▶ **ACTIVITY**
Without the pictures, write out all the lines below exactly as they appear.

▶ **SUPPLIED MATERIAL**
= Beginning of Section =

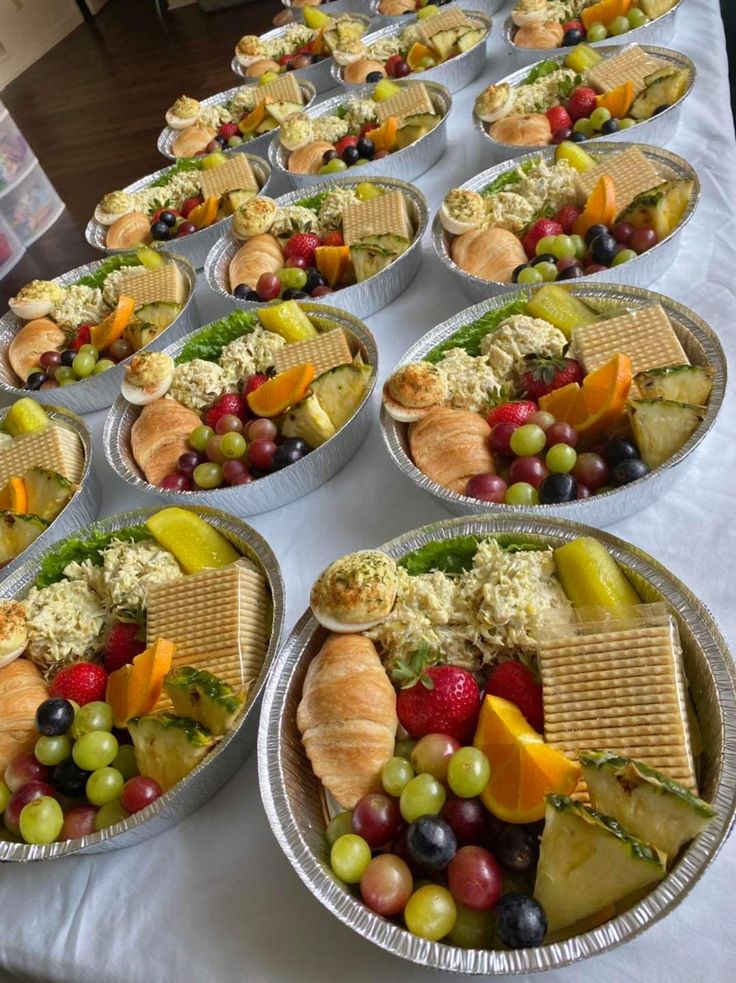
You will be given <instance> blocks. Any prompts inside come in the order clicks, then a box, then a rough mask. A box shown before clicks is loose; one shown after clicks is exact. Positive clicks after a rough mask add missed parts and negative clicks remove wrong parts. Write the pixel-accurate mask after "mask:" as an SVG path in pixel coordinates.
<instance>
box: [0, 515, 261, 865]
mask: <svg viewBox="0 0 736 983" xmlns="http://www.w3.org/2000/svg"><path fill="white" fill-rule="evenodd" d="M269 596H270V595H269V591H268V584H267V581H266V578H265V576H264V574H263V573H262V571H261V570H260V568H259V567H257V566H256V565H255V564H254V563H253V562H252V561H251V560H250V559H247V558H245V557H243V556H241V555H240V553H239V551H238V550H237V549H236V548H235V547H234V546H233V545H232V543H231V542H230V540H229V539H226V538H225V536H223V535H222V533H220V532H219V531H218V530H217V529H216V528H215V527H214V526H213V525H211V524H210V523H209V522H206V521H205V520H204V519H202V518H200V516H199V515H197V514H196V513H195V512H191V511H189V510H187V509H178V508H172V509H164V510H163V511H160V512H157V513H154V514H152V515H151V516H150V517H149V518H148V519H147V521H146V522H145V523H142V524H140V525H136V526H132V527H128V528H121V529H115V530H114V531H106V530H104V528H99V529H92V530H90V531H85V532H84V533H82V534H80V535H79V536H77V537H73V538H71V539H67V540H65V541H63V542H62V544H61V545H59V546H57V547H56V548H54V549H52V550H51V551H50V552H49V553H47V554H46V556H45V558H44V559H43V561H42V562H41V564H40V567H39V570H38V574H37V576H36V579H35V581H34V582H33V584H32V586H31V588H30V590H29V591H28V592H27V593H26V594H25V596H23V597H19V598H14V599H12V600H11V599H4V600H0V701H6V702H7V703H10V702H12V704H13V712H14V720H15V721H16V724H17V726H16V728H15V729H14V731H13V733H12V740H8V741H6V742H5V744H4V745H3V749H2V753H0V776H2V777H1V778H0V811H1V813H2V821H1V822H0V838H1V839H3V840H11V841H14V842H21V843H23V842H25V843H32V844H37V845H46V844H50V843H53V842H55V841H64V840H73V839H77V838H78V837H82V836H89V835H91V834H93V833H96V832H99V831H101V830H105V829H108V828H109V827H112V826H115V825H116V824H118V823H120V822H122V821H123V820H125V819H127V818H128V816H130V815H133V814H135V813H138V812H140V811H141V810H143V809H145V808H146V807H147V806H149V805H151V804H152V803H154V802H155V801H156V800H157V799H158V798H159V797H160V796H161V795H163V794H165V793H166V792H168V791H169V790H171V789H173V788H174V787H175V786H176V785H177V784H178V782H180V781H181V780H182V779H184V778H186V776H187V775H188V774H189V772H190V771H192V769H194V768H196V767H197V765H199V764H200V762H202V761H203V760H205V759H206V757H207V755H208V754H210V753H211V752H212V751H213V749H214V748H216V746H217V744H218V743H219V741H221V740H222V738H223V737H224V736H225V735H226V734H227V733H228V731H230V730H231V729H232V728H233V727H237V726H238V723H239V720H240V718H241V715H242V713H243V711H244V709H245V708H246V707H247V705H248V692H249V689H250V687H251V685H252V683H253V682H254V681H255V680H256V679H257V678H258V676H259V674H260V671H261V668H262V665H263V662H264V659H265V657H266V652H267V648H268V644H269V641H268V640H269V635H270V630H271V620H270V616H269V614H268V604H269ZM203 608H206V609H207V610H208V612H210V613H211V614H212V615H213V618H214V620H213V621H211V622H210V623H209V625H208V627H207V631H205V632H202V622H201V612H202V610H203ZM213 624H215V625H216V628H215V629H214V630H213V629H212V625H213Z"/></svg>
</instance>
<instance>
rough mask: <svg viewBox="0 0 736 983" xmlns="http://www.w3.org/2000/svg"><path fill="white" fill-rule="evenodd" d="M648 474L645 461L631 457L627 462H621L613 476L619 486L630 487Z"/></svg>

= End of Section =

▶ **ANSWER TO THIS TASK**
You will be given <instance> blocks. Any prompts inside come in the order clicks, then a box, then a rough mask. A box shown before clicks is loose; one shown after clicks is exact. Positive clicks after a rough mask add missed parts and negative clicks remove wrong parts. Write the pixel-accurate mask after "mask:" as an SVG path in pixel coordinates.
<instance>
box: [0, 515, 261, 865]
mask: <svg viewBox="0 0 736 983" xmlns="http://www.w3.org/2000/svg"><path fill="white" fill-rule="evenodd" d="M269 596H270V595H269V591H268V584H267V581H266V578H265V576H264V574H263V573H262V571H261V570H260V568H259V567H257V566H256V565H255V564H254V563H253V562H252V561H251V560H250V559H247V558H245V557H243V556H241V555H240V553H239V551H238V550H237V549H236V548H235V547H234V546H233V545H232V543H231V542H230V540H229V539H226V538H225V536H223V535H222V533H220V532H219V531H218V530H217V529H216V528H215V527H214V526H213V525H211V524H210V523H209V522H206V521H205V520H204V519H202V518H200V516H199V515H197V514H196V513H195V512H191V511H189V510H187V509H178V508H172V509H164V510H163V511H160V512H157V513H154V514H152V515H151V516H150V517H149V518H148V519H147V521H146V522H145V523H142V524H140V525H136V526H132V527H128V528H121V529H115V530H114V531H106V530H104V528H99V529H92V530H90V531H85V532H84V533H82V534H80V535H79V536H77V537H73V538H71V539H67V540H65V541H63V542H62V544H61V545H59V546H57V547H56V548H54V549H52V550H51V551H50V552H49V553H47V554H46V556H45V558H44V559H43V561H42V562H41V564H40V567H39V570H38V574H37V576H36V579H35V581H34V582H33V584H32V586H31V588H30V590H29V591H28V592H27V593H26V594H25V596H23V597H19V598H14V599H12V600H11V599H4V600H0V701H6V702H7V703H10V702H12V704H13V712H14V720H15V721H16V724H17V726H16V728H15V729H14V731H13V733H12V740H8V741H6V742H5V744H4V745H3V749H2V753H0V776H2V777H1V778H0V811H1V813H2V821H1V822H0V838H1V839H3V840H11V841H14V842H21V843H23V842H25V843H32V844H37V845H46V844H50V843H53V842H55V841H64V840H73V839H77V838H78V837H82V836H89V835H91V834H93V833H96V832H99V831H101V830H105V829H108V828H109V827H112V826H115V825H116V824H118V823H120V822H122V821H123V820H125V819H127V818H128V816H130V815H133V814H135V813H138V812H140V811H141V810H143V809H145V808H146V807H147V806H149V805H151V804H152V803H154V802H155V801H156V800H157V799H158V798H159V797H160V796H161V795H163V794H165V793H166V792H168V791H169V790H171V789H173V788H174V787H175V786H176V785H177V784H178V782H180V781H181V780H182V779H184V778H186V776H187V775H188V774H189V772H190V771H192V769H194V768H196V767H197V765H199V764H200V762H202V761H203V760H205V759H206V757H207V755H208V754H210V753H211V752H212V751H213V749H214V748H216V746H217V744H218V743H219V741H221V740H222V738H223V737H224V736H225V735H226V734H227V733H228V731H230V730H231V729H232V728H233V727H237V726H238V723H239V720H240V718H241V715H242V713H243V711H244V709H245V708H246V707H247V705H248V692H249V689H250V687H251V685H252V683H253V682H254V681H255V680H256V679H257V678H258V676H259V674H260V671H261V668H262V665H263V662H264V659H265V657H266V652H267V648H268V644H269V641H268V640H269V635H270V630H271V620H270V616H269V614H268V604H269ZM203 608H206V609H207V610H208V612H210V613H211V614H212V615H213V618H214V620H213V621H211V622H210V623H209V625H208V627H207V631H205V632H202V622H201V612H202V610H203ZM213 624H215V625H216V628H215V629H214V630H213V629H212V625H213Z"/></svg>
</instance>
<instance>
rough mask: <svg viewBox="0 0 736 983" xmlns="http://www.w3.org/2000/svg"><path fill="white" fill-rule="evenodd" d="M648 474L645 461L631 457L627 462H621L613 476L619 486L630 487Z"/></svg>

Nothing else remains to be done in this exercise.